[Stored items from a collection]
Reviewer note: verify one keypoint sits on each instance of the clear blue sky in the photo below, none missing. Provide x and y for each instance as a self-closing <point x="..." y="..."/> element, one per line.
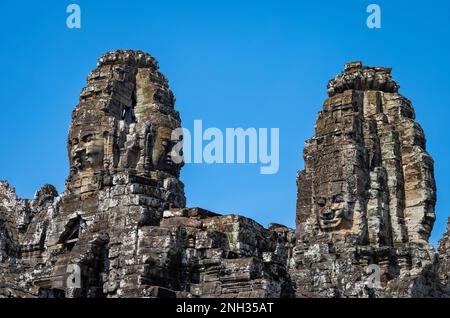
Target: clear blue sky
<point x="231" y="64"/>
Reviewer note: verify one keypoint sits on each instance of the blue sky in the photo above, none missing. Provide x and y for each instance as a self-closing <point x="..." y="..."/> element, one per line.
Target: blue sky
<point x="230" y="64"/>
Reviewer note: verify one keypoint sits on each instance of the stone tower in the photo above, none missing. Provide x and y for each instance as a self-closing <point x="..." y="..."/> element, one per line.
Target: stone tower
<point x="368" y="189"/>
<point x="365" y="206"/>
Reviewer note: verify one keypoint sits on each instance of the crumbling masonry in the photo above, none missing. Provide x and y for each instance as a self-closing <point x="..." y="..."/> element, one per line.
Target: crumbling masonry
<point x="365" y="205"/>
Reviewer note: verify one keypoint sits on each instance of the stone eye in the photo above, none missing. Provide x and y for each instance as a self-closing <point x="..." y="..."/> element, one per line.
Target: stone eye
<point x="321" y="202"/>
<point x="338" y="198"/>
<point x="87" y="138"/>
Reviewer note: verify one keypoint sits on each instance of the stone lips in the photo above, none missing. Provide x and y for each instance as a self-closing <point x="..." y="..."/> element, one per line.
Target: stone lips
<point x="121" y="228"/>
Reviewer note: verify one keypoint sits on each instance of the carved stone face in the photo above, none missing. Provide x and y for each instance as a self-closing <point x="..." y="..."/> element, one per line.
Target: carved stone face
<point x="87" y="151"/>
<point x="331" y="211"/>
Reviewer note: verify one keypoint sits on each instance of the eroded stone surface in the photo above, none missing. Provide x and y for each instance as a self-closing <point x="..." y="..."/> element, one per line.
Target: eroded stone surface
<point x="121" y="228"/>
<point x="367" y="195"/>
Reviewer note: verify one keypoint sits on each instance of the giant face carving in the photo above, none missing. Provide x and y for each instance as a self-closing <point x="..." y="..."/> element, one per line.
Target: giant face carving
<point x="333" y="211"/>
<point x="161" y="157"/>
<point x="87" y="151"/>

The task: Copy out all of the data word for word. Do not carry over any picture.

Answer to the task:
Reviewer note: verify one keypoint sits on each instance of the clear blue sky in the photo below, none missing. Provide x and y for each instance as a self-closing <point x="..." y="..."/> element, one per line.
Target: clear blue sky
<point x="231" y="64"/>
Reviewer note: verify one keypoint sits on each instance of the blue sky in the photo above, none missing. Provide x and y for each instance as a self-closing <point x="..." y="..."/> element, one per line.
Target: blue sky
<point x="230" y="64"/>
Reviewer note: verify one keypoint sits on each instance of the stone tower in the photo above, none missing. Provide x and y for each instance as a self-closing <point x="..." y="..."/> element, one per line.
Target: stone tower
<point x="368" y="189"/>
<point x="365" y="206"/>
Reviewer note: verify one keypoint sits on each instance of the crumbling masonry in the photo above, none missing. Provide x and y for each instance as a self-closing <point x="..." y="..."/> element, one per line.
Target: crumbling masonry
<point x="365" y="205"/>
Reviewer note: verify one keypoint sits on each instance of the stone eye in the photo above, none missing. Provide x and y for each instance as a self-closing <point x="..." y="..."/> element, one per line.
Target: stone eye
<point x="321" y="202"/>
<point x="338" y="198"/>
<point x="87" y="138"/>
Reviewer note: verify one keypoint sits on each instance of the stone lips in the photo above, none missing. Provide x and y for each instance as a self-closing <point x="..." y="..."/> element, one per line.
Target: stone lips
<point x="121" y="228"/>
Reviewer note: verify one keypoint sits on each instance of the carved stone face in the photo above, none missing. Provide x and y for each instance as a self-closing <point x="..." y="..."/> element, one per line.
Target: carved stone face
<point x="87" y="151"/>
<point x="331" y="211"/>
Reviewer note: verify one keypoint sits on each instance of the eroded stone surface in the photo above, none missing. Provide x and y for each instance as a self-closing <point x="..." y="..."/> element, one per line.
Target: eroded stone surface
<point x="121" y="228"/>
<point x="367" y="195"/>
Reviewer note: verify one keypoint sits on each instance of the giant face carving in the photo above, none missing. Provide x and y for each instance as a self-closing <point x="..." y="..."/> element, one per line.
Target: giant face carving
<point x="333" y="211"/>
<point x="161" y="157"/>
<point x="87" y="151"/>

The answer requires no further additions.